- [Assigned task]: Write out each record a second time, exactly.

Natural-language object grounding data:
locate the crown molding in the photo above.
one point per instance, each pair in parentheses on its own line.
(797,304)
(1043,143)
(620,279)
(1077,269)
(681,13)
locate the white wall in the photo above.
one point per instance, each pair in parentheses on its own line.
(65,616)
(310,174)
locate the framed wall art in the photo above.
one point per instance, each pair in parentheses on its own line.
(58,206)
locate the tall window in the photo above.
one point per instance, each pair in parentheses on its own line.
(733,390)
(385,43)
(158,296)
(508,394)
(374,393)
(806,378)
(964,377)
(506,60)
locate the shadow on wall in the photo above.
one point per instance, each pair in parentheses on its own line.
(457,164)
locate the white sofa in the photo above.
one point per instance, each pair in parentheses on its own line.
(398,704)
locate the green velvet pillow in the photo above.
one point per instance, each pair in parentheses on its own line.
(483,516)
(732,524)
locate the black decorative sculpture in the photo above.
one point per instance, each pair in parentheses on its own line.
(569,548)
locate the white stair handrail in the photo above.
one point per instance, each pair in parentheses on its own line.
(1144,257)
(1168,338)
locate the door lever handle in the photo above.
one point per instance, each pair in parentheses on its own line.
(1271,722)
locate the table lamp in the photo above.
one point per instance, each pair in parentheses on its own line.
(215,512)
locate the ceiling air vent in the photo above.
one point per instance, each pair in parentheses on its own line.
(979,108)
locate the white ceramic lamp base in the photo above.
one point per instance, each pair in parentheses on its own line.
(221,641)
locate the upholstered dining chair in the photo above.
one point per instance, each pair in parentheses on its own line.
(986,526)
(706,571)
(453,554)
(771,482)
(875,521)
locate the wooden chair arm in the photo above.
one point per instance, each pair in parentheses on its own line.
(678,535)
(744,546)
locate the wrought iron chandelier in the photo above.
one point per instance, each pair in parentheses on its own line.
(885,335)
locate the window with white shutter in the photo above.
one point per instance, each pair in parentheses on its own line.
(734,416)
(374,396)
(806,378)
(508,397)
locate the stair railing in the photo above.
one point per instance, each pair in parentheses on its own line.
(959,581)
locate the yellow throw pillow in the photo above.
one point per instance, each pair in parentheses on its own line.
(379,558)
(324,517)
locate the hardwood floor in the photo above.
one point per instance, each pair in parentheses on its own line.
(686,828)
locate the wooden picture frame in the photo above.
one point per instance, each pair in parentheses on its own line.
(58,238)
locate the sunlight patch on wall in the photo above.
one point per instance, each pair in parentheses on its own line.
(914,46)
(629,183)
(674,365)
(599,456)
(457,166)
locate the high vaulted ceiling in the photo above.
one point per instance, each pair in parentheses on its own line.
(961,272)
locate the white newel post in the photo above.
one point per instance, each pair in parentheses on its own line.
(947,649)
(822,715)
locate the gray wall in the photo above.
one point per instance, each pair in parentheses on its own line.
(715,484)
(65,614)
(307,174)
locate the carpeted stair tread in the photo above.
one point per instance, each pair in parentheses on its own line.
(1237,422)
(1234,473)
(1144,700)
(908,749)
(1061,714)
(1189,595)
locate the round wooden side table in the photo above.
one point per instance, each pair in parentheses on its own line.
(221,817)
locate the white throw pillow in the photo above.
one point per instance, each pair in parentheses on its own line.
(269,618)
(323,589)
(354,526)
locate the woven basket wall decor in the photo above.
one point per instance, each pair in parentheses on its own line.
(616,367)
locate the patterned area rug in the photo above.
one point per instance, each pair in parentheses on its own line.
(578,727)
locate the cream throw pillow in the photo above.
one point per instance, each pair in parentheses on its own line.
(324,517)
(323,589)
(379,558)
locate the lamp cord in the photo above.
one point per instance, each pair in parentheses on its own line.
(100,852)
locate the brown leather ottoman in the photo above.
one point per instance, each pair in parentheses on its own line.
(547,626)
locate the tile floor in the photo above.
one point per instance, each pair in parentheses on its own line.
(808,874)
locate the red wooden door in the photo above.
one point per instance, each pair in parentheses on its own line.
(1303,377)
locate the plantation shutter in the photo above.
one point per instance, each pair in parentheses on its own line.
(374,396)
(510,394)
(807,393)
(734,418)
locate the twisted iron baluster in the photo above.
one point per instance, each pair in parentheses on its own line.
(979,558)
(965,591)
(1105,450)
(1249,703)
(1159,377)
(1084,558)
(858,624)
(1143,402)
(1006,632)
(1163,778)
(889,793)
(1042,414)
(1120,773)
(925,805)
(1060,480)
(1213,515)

- [Response for this exercise]:
locate the crown molding in the photo above.
one point per instance, each pair in parentheses on its own line.
(797,304)
(1043,143)
(620,279)
(1077,269)
(681,13)
locate the white wall in the photo above.
one point per instance, each pair in parentheses on its own line.
(65,616)
(310,174)
locate the framed wall art in the photo above.
one point per instance, each pair in parentheses on its own line.
(58,206)
locate the tall window in the photo above.
one point per instance, each pair in parentheses on its own line.
(733,390)
(385,43)
(158,296)
(508,394)
(374,393)
(806,378)
(964,377)
(506,60)
locate the shadow on wall in the photo above.
one point per instance, each pair in parentheses on its own line.
(457,164)
locate the white sofa in the photo above.
one point per instance, each pair in parentheses on its own line.
(398,704)
locate the green velvet pillow in the photo above.
one point per instance, each pair in parentheses on its own line.
(483,516)
(732,524)
locate the black decorative sculpture in the photo above.
one point per instance, each pair in parentheses on its own line.
(569,548)
locate the white stair handrail in the photo above.
one point per instance, each pair in parentheses on its own line.
(1144,257)
(1168,338)
locate the door lever handle in the photo above.
one point per instance, each pair in parentheses on its own line.
(1271,722)
locate the table lamp in the photo above.
one point per instance, each pair in parentheses on its own line.
(215,512)
locate the ceiling air vent in the photo above.
one point per instance, each pair in parentheses on its own line.
(979,108)
locate the white ceramic lamp base in the photo above.
one point per instance, each pair in parentheses on its own line.
(221,641)
locate the upholstered dining chair in the photo above.
one point per instance, each pair in parentheses on its own line.
(986,526)
(706,571)
(453,554)
(771,482)
(875,521)
locate the wooden chair arm in the photo above.
one point per instance, each pair in parentheses on its own line.
(678,535)
(744,546)
locate the wrought iron chandelier in the photo above.
one point per instance, each pair in parentheses on its own line.
(885,335)
locate the window with white shutter in the photo above.
one point per instance, each pair in parentheses on its own line.
(734,416)
(374,396)
(806,378)
(508,397)
locate the stair railing in the photo above.
one point per instance, each pair in parentheses on its own line.
(959,581)
locate the yellow throw pillow in the photo above.
one point per instance, each pair in parentheses on its own line.
(379,558)
(324,517)
locate the hardwood floor in the photo above.
one point per instance, each pair in parentheses on its own line.
(686,828)
locate the wooden picture frame in the photo above.
one point per instance, each pair in parentheses on its own line.
(58,238)
locate the sunlight patch on wall in the photo above.
one point per instance, each pair in parentheses on its own line.
(914,46)
(629,183)
(674,365)
(599,456)
(457,166)
locate the high vaulted ceiling in the photo above.
one point per instance, each pair in parentheses on its own line.
(961,272)
locate the white newel post in the photo above.
one point per instance, each pair in parentheses on its own line.
(947,649)
(822,715)
locate the gray wall in the photo above.
one point per instance, each pair in parentheses on its own line.
(715,484)
(65,614)
(307,174)
locate the carpeted stair tread in the photo above.
one point per instance, each pair in parentheses on its own line.
(1237,422)
(1234,473)
(1144,700)
(908,749)
(1061,714)
(1189,595)
locate the round wooden side table in the photo above.
one point per instance, each pair in parentheses on its own line.
(221,817)
locate the white throw pillow in the photo above.
one point per instance, each pair in parentheses on its own line.
(269,618)
(323,589)
(354,526)
locate the woven basket wall decor in the photo above.
one point per instance, each pair in parentheses on its own line.
(616,367)
locate the patterned area rug in the photo above.
one point per instance, each pair in parentheses on its own line.
(578,727)
locate the cream throw pillow in the photo above.
one point per instance, each pair in parentheses on its own line.
(324,517)
(323,589)
(379,558)
locate the lamp cord in the photo above.
one point per instance, each pair in parentheses on its own line.
(100,852)
locate the brown leather ottoman in the photo above.
one point per instance, each pair in parentheses on its own line.
(547,626)
locate the tile floor in the photo above.
one point per instance, each pair in parentheses on its own line.
(808,874)
locate the red wooden door in the photo above.
one point per instance, each pair in parentheses on its own line.
(1303,377)
locate the plantation shutter in the photo above.
one point per instance, each pair in parentheses on its own line.
(374,396)
(510,394)
(807,393)
(734,418)
locate the twisted iron baluster in the photo above.
one point per instance, each pair in parentheses on its own line.
(979,558)
(965,591)
(1105,450)
(1249,703)
(1159,377)
(1084,558)
(858,624)
(1143,402)
(1006,632)
(1163,778)
(889,793)
(1042,414)
(1120,773)
(925,805)
(1060,480)
(1213,515)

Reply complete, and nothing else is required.